After years of political crisis, mass migration, and social fragmentation, Venezuela has not only been divided geographically. It has developed two parallel experiences of the country: that of those who remain within it and that of those who sustain it from afar.
This separation is no longer merely a consequence of the crisis. Today, it functions as a structural obstacle to any process of national reconstruction. It is not a matter of two different countries, but of two experiences of the same country that have failed to recognize one another.

The idea of two Venezuelas has shaped how the country has been understood in recent years. However, a broader perspective—similar to what occurs in other migratory processes in Latin America—reveals that while the experience is fragmented, the wound is shared. This disconnection does not only describe the present; it conditions the viability of any scenario of reconstruction.
Those who remain in the country carry the burden of daily wear, uncertainty, and a largely unrecognized resilience. Those who emigrated face guilt, nostalgia, and the experience of living between two places. Both perspectives are partial, yet indispensable for understanding the country. The problem is not their existence, but the lack of recognition between them.

Stored items:

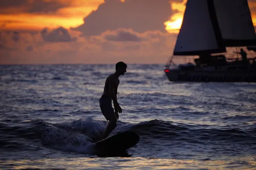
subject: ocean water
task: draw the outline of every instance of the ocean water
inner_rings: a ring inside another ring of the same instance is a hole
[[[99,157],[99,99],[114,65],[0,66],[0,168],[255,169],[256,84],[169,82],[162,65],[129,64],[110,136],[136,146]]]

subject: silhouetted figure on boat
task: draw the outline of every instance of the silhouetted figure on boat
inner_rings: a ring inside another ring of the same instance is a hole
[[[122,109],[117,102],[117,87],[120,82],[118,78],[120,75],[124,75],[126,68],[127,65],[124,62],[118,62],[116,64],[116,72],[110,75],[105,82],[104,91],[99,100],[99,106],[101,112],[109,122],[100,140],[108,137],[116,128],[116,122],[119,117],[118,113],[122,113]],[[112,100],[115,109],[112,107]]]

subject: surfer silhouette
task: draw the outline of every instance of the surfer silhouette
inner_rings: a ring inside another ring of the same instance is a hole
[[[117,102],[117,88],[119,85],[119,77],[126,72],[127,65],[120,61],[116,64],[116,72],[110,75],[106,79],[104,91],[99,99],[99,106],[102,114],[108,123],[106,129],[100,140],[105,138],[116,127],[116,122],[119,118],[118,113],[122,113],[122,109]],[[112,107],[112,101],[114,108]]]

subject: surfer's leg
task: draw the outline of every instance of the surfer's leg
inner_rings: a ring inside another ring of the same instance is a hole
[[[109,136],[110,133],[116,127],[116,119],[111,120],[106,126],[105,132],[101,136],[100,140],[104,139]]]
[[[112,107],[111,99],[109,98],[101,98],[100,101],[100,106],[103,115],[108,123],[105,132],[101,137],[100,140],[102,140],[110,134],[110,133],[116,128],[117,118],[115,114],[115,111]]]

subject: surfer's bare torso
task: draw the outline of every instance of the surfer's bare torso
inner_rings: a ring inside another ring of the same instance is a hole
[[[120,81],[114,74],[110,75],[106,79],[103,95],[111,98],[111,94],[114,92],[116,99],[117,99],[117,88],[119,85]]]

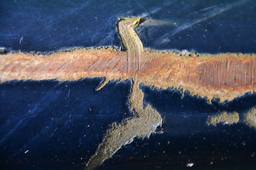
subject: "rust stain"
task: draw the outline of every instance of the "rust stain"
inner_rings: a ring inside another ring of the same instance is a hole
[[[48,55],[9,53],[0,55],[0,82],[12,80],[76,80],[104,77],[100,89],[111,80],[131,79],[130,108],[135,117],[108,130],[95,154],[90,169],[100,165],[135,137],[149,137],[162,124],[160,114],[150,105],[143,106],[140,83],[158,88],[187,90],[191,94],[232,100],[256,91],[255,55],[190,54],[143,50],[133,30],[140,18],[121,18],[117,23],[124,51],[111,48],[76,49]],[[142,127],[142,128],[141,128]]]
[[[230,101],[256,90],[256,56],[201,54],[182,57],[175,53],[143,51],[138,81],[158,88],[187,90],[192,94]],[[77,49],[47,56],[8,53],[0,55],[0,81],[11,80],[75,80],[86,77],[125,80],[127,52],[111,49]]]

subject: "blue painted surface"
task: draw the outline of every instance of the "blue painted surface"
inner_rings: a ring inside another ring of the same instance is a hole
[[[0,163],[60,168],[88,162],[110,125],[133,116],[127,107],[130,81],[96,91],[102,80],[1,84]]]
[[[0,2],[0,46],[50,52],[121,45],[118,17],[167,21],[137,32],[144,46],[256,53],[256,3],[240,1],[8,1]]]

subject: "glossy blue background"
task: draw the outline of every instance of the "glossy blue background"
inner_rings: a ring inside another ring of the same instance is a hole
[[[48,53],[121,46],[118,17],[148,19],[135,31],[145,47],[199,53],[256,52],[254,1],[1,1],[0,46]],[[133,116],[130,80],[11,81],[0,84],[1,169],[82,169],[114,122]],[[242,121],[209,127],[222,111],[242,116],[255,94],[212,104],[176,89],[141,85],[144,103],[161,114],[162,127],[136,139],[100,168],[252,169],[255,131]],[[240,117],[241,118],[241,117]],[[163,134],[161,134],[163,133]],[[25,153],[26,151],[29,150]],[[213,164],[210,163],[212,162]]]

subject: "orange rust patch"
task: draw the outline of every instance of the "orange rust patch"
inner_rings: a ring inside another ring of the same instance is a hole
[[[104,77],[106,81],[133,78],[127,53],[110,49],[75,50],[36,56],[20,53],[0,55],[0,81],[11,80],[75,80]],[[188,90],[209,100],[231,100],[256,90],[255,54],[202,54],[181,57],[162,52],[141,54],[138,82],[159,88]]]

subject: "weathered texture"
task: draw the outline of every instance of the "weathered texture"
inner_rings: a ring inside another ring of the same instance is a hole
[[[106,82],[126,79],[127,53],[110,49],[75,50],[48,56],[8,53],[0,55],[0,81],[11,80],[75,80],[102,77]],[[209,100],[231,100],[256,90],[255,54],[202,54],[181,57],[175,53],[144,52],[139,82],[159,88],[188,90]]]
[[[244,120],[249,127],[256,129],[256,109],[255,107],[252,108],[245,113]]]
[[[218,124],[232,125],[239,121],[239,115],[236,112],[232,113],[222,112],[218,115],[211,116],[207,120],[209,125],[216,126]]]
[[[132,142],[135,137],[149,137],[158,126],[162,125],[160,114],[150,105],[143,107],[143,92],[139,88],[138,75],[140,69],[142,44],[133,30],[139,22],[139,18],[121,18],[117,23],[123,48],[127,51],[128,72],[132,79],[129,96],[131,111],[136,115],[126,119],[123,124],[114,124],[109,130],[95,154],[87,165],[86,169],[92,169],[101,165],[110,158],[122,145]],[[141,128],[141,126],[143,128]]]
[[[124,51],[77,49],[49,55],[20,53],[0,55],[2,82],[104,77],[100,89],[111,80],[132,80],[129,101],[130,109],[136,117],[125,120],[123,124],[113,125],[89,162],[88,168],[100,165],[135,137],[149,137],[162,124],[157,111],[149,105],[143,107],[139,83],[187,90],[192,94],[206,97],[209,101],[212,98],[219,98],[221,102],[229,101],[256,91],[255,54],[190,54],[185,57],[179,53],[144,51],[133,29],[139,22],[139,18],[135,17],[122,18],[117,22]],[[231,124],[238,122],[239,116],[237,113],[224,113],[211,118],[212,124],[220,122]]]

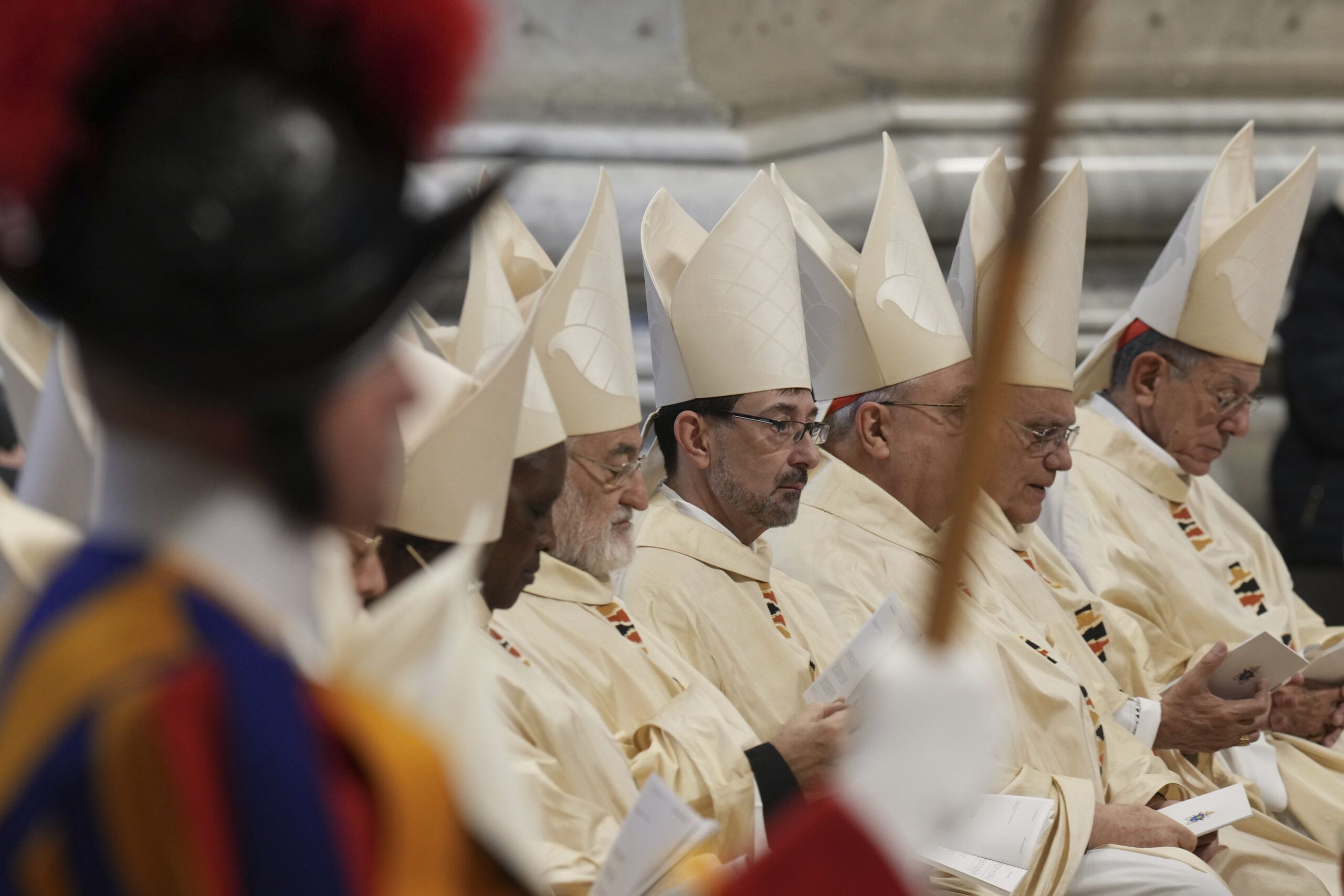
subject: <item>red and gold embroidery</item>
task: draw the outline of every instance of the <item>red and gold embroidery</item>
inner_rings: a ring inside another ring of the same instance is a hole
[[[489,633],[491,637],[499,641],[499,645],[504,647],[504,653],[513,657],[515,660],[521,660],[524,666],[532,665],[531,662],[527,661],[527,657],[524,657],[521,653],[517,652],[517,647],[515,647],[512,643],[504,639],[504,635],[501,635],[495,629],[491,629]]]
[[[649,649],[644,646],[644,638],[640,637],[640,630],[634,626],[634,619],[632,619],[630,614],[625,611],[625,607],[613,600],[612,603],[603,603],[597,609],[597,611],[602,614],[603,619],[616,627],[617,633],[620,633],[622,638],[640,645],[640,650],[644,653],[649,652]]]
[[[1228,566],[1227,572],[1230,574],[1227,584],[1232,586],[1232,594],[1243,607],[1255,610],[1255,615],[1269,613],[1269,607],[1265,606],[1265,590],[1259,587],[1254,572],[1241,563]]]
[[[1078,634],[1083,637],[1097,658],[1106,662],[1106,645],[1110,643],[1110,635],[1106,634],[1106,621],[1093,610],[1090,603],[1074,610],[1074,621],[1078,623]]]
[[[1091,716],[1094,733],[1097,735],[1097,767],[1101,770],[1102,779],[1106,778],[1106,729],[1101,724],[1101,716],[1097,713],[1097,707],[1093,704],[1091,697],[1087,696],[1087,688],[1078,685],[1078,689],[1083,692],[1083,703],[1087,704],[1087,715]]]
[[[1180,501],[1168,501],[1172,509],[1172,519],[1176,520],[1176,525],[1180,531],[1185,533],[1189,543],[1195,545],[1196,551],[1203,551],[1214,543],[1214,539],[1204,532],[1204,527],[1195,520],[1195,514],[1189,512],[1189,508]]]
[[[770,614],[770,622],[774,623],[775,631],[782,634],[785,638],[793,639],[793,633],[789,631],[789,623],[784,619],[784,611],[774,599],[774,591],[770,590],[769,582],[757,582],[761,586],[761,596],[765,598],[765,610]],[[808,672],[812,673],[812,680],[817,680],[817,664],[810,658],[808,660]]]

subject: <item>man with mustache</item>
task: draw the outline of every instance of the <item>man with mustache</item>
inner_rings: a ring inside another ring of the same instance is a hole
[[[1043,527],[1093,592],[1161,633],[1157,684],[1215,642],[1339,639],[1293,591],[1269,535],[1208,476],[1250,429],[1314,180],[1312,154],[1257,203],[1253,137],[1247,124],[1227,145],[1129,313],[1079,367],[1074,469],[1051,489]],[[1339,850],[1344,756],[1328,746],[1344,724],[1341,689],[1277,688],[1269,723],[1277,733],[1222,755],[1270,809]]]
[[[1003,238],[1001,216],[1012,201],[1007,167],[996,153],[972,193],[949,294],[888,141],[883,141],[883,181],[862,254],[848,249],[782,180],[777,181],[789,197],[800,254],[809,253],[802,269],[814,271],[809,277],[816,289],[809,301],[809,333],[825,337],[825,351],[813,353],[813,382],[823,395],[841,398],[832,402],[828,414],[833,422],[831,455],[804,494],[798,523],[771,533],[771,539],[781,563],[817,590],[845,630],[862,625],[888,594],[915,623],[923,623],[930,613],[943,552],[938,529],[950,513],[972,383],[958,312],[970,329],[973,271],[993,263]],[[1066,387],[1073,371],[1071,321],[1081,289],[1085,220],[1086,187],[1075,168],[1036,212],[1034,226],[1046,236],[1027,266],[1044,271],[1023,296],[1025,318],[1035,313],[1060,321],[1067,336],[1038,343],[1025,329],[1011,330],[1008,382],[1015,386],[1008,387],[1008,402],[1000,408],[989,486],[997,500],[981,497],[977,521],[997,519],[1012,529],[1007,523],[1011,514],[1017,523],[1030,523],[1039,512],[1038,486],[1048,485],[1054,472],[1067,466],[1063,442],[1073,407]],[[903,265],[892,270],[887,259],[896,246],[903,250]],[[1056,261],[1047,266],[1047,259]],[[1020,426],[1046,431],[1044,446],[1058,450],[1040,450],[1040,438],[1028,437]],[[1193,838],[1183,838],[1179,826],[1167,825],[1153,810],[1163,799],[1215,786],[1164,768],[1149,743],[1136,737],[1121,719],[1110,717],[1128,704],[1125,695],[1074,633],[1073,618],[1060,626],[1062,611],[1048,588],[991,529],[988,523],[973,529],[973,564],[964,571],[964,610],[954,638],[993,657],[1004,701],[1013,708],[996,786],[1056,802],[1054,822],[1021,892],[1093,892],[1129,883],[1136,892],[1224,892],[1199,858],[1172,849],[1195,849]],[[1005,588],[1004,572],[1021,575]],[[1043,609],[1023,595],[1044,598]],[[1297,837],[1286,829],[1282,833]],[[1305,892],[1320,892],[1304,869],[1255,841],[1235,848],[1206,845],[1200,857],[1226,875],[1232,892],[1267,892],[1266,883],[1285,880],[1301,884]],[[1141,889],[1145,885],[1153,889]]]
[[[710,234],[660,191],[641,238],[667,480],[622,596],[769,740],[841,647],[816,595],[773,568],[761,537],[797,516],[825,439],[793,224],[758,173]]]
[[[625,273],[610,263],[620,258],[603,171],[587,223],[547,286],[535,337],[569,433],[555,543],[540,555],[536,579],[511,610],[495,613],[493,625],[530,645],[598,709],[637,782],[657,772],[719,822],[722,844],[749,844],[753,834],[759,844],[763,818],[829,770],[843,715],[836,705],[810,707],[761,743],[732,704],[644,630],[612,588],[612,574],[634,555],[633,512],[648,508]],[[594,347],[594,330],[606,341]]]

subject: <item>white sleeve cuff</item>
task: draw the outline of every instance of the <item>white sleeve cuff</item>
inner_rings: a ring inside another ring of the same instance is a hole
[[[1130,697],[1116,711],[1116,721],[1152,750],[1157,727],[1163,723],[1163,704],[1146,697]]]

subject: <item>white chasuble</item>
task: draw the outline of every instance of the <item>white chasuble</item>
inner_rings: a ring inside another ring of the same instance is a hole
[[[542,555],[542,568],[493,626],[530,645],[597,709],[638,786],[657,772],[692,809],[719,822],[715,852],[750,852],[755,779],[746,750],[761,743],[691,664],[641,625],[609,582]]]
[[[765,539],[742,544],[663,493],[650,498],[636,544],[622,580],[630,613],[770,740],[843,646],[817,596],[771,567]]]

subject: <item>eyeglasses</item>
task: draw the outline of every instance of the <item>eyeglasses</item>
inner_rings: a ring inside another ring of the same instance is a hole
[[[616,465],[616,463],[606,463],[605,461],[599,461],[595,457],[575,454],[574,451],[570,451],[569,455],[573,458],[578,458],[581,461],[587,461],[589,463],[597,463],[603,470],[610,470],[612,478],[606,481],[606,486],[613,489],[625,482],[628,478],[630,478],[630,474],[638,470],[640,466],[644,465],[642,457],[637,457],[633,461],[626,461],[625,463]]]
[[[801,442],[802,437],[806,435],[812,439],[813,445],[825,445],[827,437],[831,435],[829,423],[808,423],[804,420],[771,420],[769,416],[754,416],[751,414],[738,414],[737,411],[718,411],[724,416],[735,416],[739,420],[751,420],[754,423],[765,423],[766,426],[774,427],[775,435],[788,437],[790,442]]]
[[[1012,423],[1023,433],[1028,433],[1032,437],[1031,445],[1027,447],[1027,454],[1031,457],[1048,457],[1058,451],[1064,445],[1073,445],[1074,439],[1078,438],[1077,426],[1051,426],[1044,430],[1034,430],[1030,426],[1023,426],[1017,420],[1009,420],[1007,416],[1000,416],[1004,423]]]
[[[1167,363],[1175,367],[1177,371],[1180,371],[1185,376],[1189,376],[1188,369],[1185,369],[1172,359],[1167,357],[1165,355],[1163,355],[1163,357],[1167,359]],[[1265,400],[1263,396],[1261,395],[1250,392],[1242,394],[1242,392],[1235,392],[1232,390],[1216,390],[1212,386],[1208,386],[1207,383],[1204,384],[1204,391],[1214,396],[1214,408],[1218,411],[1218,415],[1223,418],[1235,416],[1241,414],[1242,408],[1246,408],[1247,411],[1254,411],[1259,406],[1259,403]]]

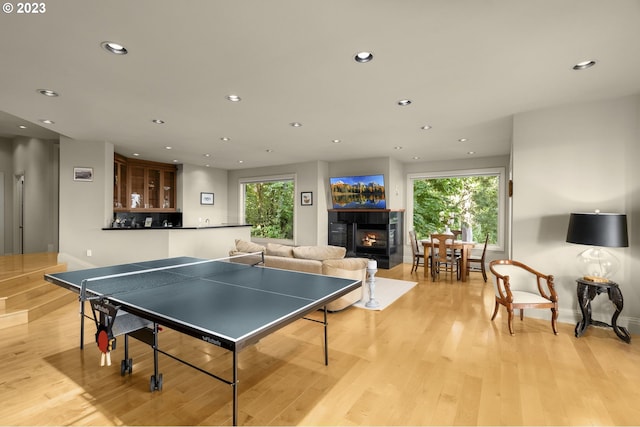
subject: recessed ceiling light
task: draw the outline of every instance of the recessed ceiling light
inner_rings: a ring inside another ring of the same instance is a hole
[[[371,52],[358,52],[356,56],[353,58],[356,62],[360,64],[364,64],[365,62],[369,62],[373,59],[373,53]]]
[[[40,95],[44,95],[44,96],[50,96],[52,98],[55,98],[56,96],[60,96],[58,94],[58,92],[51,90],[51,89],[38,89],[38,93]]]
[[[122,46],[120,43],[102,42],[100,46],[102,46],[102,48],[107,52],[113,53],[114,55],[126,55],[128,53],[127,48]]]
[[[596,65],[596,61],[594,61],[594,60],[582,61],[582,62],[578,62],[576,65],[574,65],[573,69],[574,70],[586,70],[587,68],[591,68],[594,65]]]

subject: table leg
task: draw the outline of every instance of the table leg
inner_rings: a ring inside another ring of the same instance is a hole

**CHECK YOUR UNDERSTANDING**
A. Print the portion of the passage on Venezuela's two experiences from "The idea of" up to and including "recognition between them.".
B. Rewrite the paragraph of the passage on Venezuela's two experiences that begins "Those who remain in the country" as a concise bulleted list that keeps its main facts.
C. Pick up the passage on Venezuela's two experiences where it stops and continue it.

**YOUR WRITTEN ANSWERS**
A.
The idea of two Venezuelas has shaped how the country has been understood in recent years. However, a broader perspective—similar to what occurs in other migratory processes in Latin America—reveals that while the experience is fragmented, the wound is shared. This disconnection does not only describe the present; it conditions the viability of any scenario of reconstruction.
Those who remain in the country carry the burden of daily wear, uncertainty, and a largely unrecognized resilience. Those who emigrated face guilt, nostalgia, and the experience of living between two places. Both perspectives are partial, yet indispensable for understanding the country. The problem is not their existence, but the lack of recognition between them.

B.
- Those who remain in the country bear daily wear, uncertainty, and a largely unrecognized resilience.
- Those who emigrated face guilt, nostalgia, and the experience of living between two places.
- Both perspectives are partial, yet both are indispensable for understanding the country.
- The problem lies not in their existence but in the lack of recognition between them.

C.
This lack of recognition is not merely symbolic. It has direct effects on politics. It hinders the construction of common agendas, fragments priorities, and weakens the possibility of articulating leadership with broad legitimacy. While one part of the country operates under daily urgency and another from a distance, coordination among actors becomes fragile and dependent on circumstances rather than sustained structures, limiting the ability to maintain forms of collective action over time.
Recent episodes, such as the racist chants at the event led by María Corina Machado in Plaza del Sol in Madrid, show the extent to which polarization is reproduced outside the country. In spaces of political mobilization abroad, the language of confrontation tends to replicate the same logics of exclusion that have marked the country’s internal dynamics, making it difficult to build minimal frameworks of recognition among actors. This type of language not only reflects polarization; it reproduces and normalizes it as a form of political action.
The subsequent reaction, which included public corrections, sets a limit. It does not resolve the problem, but it confirms that even in contexts of high confrontation, the need for restraint persists. This point of friction reveals that reconciliation is not a symbolic gesture, but an unresolved condition.
In this context, reconciliation ceases to be a slogan and becomes an operational condition. Without reconciliation between the Venezuela inside and the one abroad, any attempt at institutional reconstruction will be incomplete and fragile. Without that recognition, the fracture not only persists: it becomes a mechanism that reproduces distrust, limits coordination among actors, and weakens the capacity to build sustainable minimal agreements.
Comparative experience in Latin America shows that transition processes are not sustained solely by agreements among political elites, but by the ability to integrate actors operating outside the immediate territory of the state. In Colombia, for example, the diaspora was incorporated into participation mechanisms through consultations and deliberative spaces linked to the peace process. In El Salvador, the recognition of external voting rights and the structural weight of remittances forced a redefinition of the relationship between the state and its citizens abroad.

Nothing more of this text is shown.